WORK REQUEST - Starting at the top of the entries below, write out each line up to and including the one containing "like x=106, y=191.". Leave the pictures out.

Records contained in a dataset
▼

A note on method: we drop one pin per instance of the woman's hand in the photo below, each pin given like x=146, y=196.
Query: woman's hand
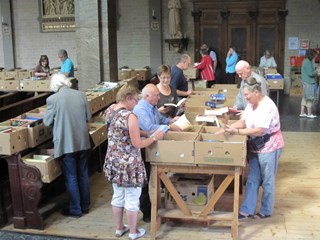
x=159, y=135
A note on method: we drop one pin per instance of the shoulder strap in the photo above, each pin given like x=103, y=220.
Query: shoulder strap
x=112, y=116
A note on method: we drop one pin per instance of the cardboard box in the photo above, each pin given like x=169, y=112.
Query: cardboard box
x=270, y=71
x=198, y=84
x=221, y=149
x=13, y=140
x=191, y=73
x=175, y=147
x=195, y=191
x=141, y=74
x=97, y=100
x=276, y=84
x=37, y=132
x=44, y=160
x=11, y=74
x=98, y=133
x=43, y=85
x=209, y=129
x=9, y=84
x=27, y=85
x=295, y=91
x=23, y=74
x=124, y=74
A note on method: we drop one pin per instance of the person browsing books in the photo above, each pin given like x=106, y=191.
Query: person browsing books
x=178, y=80
x=168, y=95
x=150, y=119
x=42, y=70
x=260, y=121
x=124, y=166
x=244, y=71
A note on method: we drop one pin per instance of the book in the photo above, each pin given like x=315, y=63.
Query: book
x=176, y=109
x=163, y=128
x=180, y=103
x=206, y=118
x=216, y=111
x=183, y=123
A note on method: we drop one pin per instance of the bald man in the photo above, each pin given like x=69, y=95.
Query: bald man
x=178, y=80
x=244, y=71
x=150, y=119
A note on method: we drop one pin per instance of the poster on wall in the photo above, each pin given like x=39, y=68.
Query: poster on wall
x=57, y=15
x=293, y=43
x=304, y=44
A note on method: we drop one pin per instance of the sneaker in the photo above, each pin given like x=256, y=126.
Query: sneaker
x=120, y=233
x=311, y=116
x=133, y=236
x=260, y=216
x=65, y=212
x=243, y=216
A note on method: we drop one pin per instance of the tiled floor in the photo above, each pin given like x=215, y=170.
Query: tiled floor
x=289, y=109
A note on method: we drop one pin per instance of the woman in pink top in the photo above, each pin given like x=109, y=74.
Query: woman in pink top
x=205, y=67
x=259, y=121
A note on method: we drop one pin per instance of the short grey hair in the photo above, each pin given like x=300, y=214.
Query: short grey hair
x=58, y=81
x=63, y=52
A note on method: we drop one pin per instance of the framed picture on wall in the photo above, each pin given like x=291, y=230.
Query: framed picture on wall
x=57, y=15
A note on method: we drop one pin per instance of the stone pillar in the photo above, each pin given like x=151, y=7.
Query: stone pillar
x=6, y=32
x=96, y=55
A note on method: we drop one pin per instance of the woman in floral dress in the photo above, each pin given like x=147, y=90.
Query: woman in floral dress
x=123, y=165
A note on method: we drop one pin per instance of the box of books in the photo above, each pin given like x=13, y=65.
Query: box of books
x=194, y=189
x=28, y=85
x=175, y=147
x=37, y=131
x=221, y=149
x=13, y=140
x=44, y=160
x=98, y=133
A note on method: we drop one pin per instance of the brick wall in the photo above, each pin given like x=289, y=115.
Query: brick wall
x=133, y=33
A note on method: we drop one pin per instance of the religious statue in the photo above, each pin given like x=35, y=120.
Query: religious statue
x=174, y=19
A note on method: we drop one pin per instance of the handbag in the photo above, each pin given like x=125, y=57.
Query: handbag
x=112, y=116
x=257, y=143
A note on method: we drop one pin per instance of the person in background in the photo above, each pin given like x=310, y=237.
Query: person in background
x=244, y=71
x=67, y=67
x=167, y=93
x=260, y=119
x=205, y=67
x=42, y=70
x=214, y=58
x=308, y=74
x=267, y=61
x=151, y=119
x=123, y=165
x=231, y=61
x=68, y=112
x=178, y=80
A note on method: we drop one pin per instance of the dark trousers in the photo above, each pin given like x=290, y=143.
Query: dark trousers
x=145, y=204
x=231, y=78
x=75, y=171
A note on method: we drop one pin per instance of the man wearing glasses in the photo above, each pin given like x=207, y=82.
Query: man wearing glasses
x=178, y=80
x=244, y=71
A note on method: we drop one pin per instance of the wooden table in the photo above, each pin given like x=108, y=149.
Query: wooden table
x=158, y=173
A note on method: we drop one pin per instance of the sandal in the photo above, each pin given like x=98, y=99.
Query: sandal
x=120, y=233
x=261, y=216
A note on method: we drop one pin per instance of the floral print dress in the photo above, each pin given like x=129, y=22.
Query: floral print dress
x=123, y=163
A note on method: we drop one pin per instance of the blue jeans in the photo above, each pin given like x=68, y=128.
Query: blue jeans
x=262, y=171
x=75, y=171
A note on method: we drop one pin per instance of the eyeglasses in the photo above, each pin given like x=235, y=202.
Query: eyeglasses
x=253, y=82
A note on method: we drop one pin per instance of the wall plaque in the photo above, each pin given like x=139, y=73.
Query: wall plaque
x=57, y=16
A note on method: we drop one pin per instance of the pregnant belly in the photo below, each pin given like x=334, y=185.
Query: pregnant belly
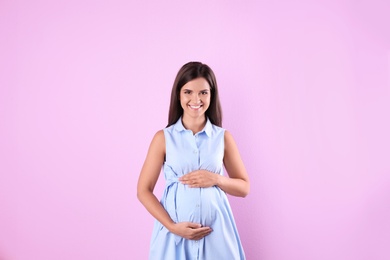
x=199, y=205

▲

OUTPUT FOR THIS EXERCISE -
A note on method: we drop one pin per instance of the woman's hand in the photo below, each pin given like x=146, y=196.
Query: woman's hand
x=159, y=135
A note on method: we drop one pin per instance of the shoulder strap in the photo above, each pin given like x=103, y=220.
Query: shoulder strap
x=112, y=116
A note on method: we drop one pin per instance of the cardboard box in the photo above, each pin given like x=169, y=112.
Query: cardboard box
x=270, y=71
x=198, y=84
x=221, y=149
x=13, y=140
x=191, y=73
x=175, y=147
x=195, y=191
x=141, y=74
x=97, y=100
x=276, y=84
x=37, y=132
x=44, y=160
x=11, y=74
x=98, y=133
x=43, y=85
x=209, y=129
x=9, y=84
x=27, y=85
x=295, y=91
x=23, y=74
x=124, y=74
A note on method: we drop one pin per instance of the person browsing books in the photo above, each pin given like x=106, y=191.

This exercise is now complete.